:: What is required ::
In the excerpt on Asian exposure to the U.S. subprime market, what percentage of Hong Kong SAR–based hedge funds are not leveraged?

:: Excerpt to read ::
⁂

Reported Exposures in Asia

Information provided to date by financial institutions in the region points to limited direct exposure to the U.S. subprime market and structured debt products. This limited exposure reflects a combination of factors, namely, Asian financial institutions are relatively unsophisticated compared with their counterparts in the developed countries and therefore less likely to purchase these products; prudential regulations have steered investments toward high-grade instruments; and relatively high domestic yields in some countries in the region have lessened the need to “search for yield” by investing elsewhere. However, these data are mostly self-reported and, given the complexity of some of the financial instruments involved, classification of exposures may not always be straightforward. Moreover, the situation remains fluid as the downgrading of credit tranches by rating agencies is ongoing.

Regarding exposure to U.S. subprime debt, available information shows that banks in India, Indonesia, Malaysia, and Thailand have virtually no direct exposure. Banks in China, Hong Kong SAR, Japan, Korea, and Singapore have reported some exposure but this is small compared with the size of their balance sheets and appears manageable given strong earnings.8 In Australia, a number of banks were required to provide liquidity to bail out conduits that could not fund themselves in the asset-backed commercial paper market, while in New Zealand five small consumer finance companies went into receivership. Insurance companies in Taiwan Province of China and some regional banks in Japan reported losses, but in both cases the magnitude was small and not considered systemic. A similar story holds for holdings of structured debt products by financial entities in the region.9

Turning to hedge funds, Asian-focused funds generally fared well in the recent turbulence. This reflects less complex trading strategies (primarily long-short equity) and some move toward cash positions as a precautionary measure, including to address possible redemption pressures as value-atrisk has increased. Moreover, leverage levels reported by Hong Kong SAR–based hedge funds are considered low––40 percent of funds are not leveraged––and industry groups report that levels decreased further recently (Securities and Futures Commission, 2006b). On market structure, it is noteworthy that despite rapid growth in recent years, hedge funds in the region have mostly been operating from Hong Kong SAR and Singapor—two well-regarded financial centers—with the industry at the regional level still relatively small compared with the United States and the United Kingdom (Box 1.4, p. 15).

Box 1.4.Growth in the Asset Management Industry in Hong Kong SAR and Singapore

The asset management industries of Hong Kong SAR and Singapore are still small globally, but have enjoyed rapid double-digit growth recently. At end-2006, Hong Kong SAR and Singaporean firms managed an estimated $780 billion (414 percent of GDP) and $580 billion (424 percent of GDP), respectively.1 Their combined market share of the global fund management industry in 2006, some $62 trillion, was about 2 percent. While this appears small, the United Kingdom’s share, with London as the world’s leading fund management center, was about 12 percent. However, growth in the fund management industry in both Singapore and Hong Kong SAR has clearly outpaced the global industry as a whole, increasing since 2003 by 92 percent and 101 percent (including valuation effects), respectively.

⁂

:: Dataset content ::
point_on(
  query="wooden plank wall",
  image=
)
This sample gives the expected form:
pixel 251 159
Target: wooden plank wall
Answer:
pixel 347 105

⁂

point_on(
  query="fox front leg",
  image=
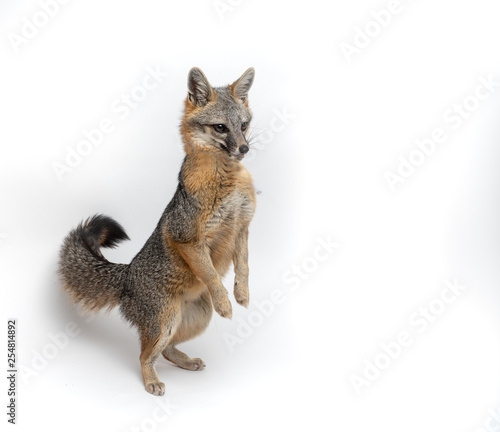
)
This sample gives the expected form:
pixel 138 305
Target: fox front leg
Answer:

⁂

:: Solution for this exercise ::
40 percent